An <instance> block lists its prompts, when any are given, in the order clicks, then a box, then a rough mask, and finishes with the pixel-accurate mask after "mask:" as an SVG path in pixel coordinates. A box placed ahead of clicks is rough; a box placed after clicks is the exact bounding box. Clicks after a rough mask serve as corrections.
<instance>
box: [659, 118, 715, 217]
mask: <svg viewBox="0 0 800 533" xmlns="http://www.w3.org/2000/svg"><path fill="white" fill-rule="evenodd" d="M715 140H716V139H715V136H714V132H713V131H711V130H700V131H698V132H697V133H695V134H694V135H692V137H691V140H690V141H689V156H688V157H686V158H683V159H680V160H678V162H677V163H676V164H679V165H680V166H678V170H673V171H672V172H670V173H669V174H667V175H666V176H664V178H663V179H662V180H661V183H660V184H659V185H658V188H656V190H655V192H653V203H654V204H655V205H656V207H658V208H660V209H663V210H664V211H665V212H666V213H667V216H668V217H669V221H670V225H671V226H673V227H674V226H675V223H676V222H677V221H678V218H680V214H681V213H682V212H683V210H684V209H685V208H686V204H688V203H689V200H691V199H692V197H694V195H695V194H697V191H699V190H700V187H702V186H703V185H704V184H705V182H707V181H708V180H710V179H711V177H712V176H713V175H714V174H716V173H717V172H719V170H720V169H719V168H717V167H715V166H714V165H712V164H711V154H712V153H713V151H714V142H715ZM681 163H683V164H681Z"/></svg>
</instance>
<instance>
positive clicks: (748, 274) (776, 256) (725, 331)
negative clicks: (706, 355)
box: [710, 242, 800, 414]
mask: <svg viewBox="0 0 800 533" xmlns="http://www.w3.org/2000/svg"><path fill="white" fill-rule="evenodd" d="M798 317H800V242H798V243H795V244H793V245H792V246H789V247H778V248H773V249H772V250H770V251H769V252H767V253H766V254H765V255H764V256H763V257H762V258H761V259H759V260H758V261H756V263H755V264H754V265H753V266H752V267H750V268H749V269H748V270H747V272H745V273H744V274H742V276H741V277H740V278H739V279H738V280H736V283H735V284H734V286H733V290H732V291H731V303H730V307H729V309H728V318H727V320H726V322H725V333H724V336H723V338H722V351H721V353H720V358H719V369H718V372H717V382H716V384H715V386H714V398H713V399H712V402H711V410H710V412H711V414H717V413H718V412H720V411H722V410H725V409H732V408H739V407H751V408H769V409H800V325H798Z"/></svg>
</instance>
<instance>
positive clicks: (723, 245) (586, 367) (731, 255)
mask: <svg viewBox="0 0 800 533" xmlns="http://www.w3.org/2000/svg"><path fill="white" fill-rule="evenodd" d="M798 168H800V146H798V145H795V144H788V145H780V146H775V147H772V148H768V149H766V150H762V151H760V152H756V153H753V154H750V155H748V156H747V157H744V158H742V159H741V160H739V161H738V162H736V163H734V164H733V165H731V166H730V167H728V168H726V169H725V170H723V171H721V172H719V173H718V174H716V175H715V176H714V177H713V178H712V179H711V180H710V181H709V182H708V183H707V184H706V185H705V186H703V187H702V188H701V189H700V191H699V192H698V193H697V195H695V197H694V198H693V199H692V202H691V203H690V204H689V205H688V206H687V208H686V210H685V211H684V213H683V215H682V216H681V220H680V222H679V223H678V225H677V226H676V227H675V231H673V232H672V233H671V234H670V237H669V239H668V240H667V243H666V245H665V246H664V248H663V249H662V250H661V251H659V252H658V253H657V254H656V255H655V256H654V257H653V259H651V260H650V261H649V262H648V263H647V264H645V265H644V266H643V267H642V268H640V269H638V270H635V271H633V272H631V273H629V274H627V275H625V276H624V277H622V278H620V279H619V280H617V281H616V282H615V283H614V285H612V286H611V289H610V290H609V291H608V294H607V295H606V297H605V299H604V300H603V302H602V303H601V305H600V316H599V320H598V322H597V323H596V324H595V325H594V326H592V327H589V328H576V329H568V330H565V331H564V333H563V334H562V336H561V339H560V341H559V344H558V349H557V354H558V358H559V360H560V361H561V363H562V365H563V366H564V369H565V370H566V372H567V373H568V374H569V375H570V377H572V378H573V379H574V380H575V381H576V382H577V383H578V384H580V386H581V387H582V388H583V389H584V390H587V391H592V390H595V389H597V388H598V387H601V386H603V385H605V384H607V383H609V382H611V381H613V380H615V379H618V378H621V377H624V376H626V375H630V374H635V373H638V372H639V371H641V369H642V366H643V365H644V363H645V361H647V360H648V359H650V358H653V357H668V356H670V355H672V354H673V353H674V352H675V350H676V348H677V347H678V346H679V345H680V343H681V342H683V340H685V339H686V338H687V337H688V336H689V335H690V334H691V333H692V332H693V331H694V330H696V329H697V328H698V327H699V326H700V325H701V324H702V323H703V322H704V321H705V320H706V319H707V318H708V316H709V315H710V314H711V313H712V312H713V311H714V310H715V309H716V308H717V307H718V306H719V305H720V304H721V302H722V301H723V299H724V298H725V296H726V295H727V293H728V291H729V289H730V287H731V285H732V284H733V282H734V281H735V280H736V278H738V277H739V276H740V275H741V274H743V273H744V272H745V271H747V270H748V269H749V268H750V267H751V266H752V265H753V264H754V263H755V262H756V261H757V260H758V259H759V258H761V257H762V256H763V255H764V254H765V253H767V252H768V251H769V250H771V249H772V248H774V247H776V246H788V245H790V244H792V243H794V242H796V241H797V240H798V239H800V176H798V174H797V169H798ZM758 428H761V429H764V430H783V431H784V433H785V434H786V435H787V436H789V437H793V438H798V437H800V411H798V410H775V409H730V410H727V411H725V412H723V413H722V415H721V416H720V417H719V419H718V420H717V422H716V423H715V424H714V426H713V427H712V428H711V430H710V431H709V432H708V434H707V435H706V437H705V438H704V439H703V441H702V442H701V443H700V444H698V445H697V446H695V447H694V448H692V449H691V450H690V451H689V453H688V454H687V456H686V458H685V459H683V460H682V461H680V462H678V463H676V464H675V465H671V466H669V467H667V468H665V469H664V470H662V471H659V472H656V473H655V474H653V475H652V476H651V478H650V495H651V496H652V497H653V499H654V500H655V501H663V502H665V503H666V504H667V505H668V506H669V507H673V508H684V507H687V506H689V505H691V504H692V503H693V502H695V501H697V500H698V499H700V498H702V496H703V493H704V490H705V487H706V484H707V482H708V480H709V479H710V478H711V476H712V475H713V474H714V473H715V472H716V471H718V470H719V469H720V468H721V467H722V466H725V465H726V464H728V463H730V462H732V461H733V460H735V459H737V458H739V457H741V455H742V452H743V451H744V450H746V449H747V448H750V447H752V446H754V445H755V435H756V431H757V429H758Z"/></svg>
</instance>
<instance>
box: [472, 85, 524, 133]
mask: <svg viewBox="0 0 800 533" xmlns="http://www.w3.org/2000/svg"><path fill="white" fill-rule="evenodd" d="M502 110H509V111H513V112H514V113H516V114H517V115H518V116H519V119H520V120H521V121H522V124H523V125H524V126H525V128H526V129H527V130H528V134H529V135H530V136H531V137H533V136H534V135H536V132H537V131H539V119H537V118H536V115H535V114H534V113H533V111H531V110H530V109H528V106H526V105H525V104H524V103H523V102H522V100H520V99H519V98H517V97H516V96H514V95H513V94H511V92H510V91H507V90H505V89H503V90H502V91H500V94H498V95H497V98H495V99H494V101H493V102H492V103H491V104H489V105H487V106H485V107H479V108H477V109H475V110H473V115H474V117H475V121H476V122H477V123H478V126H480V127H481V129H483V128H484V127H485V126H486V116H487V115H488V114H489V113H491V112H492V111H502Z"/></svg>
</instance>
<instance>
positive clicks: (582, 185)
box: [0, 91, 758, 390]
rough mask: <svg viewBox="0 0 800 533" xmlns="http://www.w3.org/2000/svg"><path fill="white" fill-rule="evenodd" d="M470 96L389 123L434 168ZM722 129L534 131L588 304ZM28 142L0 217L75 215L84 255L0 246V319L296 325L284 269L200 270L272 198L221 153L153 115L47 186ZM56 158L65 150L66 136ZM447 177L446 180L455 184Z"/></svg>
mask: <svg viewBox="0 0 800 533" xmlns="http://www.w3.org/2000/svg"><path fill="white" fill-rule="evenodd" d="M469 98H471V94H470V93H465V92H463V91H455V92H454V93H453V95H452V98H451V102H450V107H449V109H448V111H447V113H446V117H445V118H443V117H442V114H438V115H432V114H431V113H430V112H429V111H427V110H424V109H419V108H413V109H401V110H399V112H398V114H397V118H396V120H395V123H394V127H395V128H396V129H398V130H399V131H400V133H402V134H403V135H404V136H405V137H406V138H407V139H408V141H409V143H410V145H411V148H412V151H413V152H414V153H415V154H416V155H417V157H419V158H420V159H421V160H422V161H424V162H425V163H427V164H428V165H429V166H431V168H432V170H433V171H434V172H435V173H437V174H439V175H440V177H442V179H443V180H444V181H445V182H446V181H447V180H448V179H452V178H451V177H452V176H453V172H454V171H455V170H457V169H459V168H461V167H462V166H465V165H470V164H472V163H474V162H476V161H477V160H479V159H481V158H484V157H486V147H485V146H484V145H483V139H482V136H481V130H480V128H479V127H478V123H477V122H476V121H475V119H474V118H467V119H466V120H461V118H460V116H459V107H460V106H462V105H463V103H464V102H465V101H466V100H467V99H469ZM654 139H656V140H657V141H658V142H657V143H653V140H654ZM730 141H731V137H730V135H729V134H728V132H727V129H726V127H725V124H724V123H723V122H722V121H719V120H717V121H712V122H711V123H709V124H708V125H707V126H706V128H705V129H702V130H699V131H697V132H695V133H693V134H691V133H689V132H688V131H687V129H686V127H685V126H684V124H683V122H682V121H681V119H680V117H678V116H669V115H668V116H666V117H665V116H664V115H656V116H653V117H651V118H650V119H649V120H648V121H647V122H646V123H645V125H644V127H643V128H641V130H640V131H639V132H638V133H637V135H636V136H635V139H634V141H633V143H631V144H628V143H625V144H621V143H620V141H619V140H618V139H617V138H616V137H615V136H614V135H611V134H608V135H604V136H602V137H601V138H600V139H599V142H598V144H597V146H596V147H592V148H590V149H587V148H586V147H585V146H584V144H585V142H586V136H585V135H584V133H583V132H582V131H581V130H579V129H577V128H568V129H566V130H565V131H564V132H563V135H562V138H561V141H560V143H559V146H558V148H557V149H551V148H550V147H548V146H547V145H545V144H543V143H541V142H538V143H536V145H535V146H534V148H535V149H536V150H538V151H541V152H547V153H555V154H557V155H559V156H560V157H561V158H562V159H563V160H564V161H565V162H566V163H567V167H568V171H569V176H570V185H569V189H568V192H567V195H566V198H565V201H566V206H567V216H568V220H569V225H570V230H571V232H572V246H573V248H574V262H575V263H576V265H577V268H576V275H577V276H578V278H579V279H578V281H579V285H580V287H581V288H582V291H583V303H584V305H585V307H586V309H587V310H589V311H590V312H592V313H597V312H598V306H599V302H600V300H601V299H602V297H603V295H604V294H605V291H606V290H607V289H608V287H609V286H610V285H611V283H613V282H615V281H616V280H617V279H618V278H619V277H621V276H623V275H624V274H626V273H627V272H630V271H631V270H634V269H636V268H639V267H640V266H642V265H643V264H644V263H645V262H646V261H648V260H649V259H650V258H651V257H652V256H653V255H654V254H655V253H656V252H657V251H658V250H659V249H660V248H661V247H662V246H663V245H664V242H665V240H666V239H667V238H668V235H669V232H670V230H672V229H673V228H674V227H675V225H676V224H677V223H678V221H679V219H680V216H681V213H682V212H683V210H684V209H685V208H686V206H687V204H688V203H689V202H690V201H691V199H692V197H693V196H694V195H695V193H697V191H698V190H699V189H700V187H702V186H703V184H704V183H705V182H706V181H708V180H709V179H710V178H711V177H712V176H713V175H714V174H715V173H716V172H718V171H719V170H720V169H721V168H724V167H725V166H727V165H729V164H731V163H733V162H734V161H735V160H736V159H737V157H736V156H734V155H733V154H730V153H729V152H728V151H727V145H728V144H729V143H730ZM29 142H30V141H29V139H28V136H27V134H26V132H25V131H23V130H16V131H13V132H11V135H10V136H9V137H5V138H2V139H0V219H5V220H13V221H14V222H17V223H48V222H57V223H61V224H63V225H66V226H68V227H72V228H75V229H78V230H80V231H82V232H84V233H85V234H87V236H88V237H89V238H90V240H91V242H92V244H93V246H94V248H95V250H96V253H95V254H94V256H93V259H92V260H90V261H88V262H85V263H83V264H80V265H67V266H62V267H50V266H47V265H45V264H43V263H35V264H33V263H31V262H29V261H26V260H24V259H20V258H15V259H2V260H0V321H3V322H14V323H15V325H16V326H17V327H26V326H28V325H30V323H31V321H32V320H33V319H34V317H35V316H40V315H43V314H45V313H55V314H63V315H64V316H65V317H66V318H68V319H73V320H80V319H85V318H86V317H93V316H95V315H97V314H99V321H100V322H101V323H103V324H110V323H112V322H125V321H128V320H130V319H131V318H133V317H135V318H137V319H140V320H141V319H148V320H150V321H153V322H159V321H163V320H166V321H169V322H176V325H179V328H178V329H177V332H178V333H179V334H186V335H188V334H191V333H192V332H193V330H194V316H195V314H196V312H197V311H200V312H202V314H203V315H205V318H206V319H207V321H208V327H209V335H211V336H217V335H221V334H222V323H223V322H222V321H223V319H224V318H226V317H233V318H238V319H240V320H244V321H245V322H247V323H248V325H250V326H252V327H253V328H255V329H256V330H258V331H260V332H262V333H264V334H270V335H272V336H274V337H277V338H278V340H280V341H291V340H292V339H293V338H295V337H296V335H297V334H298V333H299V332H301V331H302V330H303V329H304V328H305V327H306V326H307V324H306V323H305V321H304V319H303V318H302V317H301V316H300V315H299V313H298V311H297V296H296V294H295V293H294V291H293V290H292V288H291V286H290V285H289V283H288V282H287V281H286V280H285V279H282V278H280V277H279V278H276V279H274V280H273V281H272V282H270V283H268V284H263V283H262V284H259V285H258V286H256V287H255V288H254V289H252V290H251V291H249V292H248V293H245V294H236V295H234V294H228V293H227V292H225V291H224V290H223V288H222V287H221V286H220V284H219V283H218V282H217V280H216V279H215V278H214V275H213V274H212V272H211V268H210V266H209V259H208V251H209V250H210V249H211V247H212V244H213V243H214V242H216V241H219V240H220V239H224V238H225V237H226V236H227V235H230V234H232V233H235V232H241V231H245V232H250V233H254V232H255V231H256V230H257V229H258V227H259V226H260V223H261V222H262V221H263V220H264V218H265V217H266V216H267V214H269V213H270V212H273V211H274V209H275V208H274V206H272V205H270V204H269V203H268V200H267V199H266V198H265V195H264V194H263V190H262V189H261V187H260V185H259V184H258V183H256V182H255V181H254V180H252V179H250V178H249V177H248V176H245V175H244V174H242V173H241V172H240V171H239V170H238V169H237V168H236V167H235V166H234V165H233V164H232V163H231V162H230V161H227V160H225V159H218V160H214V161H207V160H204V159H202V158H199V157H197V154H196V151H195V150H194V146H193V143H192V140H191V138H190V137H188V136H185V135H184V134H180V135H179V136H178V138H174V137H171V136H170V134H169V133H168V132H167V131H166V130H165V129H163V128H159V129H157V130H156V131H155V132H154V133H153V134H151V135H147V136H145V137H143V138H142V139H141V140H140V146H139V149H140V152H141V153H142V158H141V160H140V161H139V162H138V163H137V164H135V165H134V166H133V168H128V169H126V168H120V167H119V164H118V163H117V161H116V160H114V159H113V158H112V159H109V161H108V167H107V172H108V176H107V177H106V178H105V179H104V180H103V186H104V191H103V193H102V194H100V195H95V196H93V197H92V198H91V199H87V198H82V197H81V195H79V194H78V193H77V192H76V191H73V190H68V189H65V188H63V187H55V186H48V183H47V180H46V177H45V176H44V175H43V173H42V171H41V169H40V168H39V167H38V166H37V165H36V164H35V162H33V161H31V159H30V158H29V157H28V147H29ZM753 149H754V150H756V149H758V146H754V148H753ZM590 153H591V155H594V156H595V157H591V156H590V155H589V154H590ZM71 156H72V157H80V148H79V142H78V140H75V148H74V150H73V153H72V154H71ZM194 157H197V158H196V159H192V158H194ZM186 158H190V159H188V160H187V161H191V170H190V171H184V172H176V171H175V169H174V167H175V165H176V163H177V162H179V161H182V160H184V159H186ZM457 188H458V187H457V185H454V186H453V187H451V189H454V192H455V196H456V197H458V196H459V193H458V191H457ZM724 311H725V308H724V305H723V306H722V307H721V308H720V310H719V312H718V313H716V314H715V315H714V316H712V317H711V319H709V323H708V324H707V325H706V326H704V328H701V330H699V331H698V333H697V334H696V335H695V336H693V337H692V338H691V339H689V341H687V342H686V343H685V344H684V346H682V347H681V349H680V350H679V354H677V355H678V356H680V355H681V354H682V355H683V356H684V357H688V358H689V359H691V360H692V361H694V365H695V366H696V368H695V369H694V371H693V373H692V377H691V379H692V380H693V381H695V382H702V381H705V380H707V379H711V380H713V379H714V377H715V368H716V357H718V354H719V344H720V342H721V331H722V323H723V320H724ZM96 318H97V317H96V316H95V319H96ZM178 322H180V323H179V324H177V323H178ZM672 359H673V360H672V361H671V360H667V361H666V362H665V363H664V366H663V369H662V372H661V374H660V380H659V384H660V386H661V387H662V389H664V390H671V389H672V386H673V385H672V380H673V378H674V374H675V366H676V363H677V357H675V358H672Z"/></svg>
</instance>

━━━━━━━━━━━━━━━━━━━━━━━━━━━━━━

- [Task details]: Output the data verbatim from its first line through the line that contains "box: [659, 118, 715, 217]", with both ends included.

- [Answer space]:
An <instance> block lists its prompts, when any are given, in the order clicks, then a box, then a rough mask, and finishes with the pixel-accurate mask after "mask:" as an SVG path in pixel coordinates. A box placed ahead of clicks is rough; a box placed after clicks is the exact bounding box. Clicks after a rough mask serve as corrections.
<instance>
box: [659, 118, 715, 217]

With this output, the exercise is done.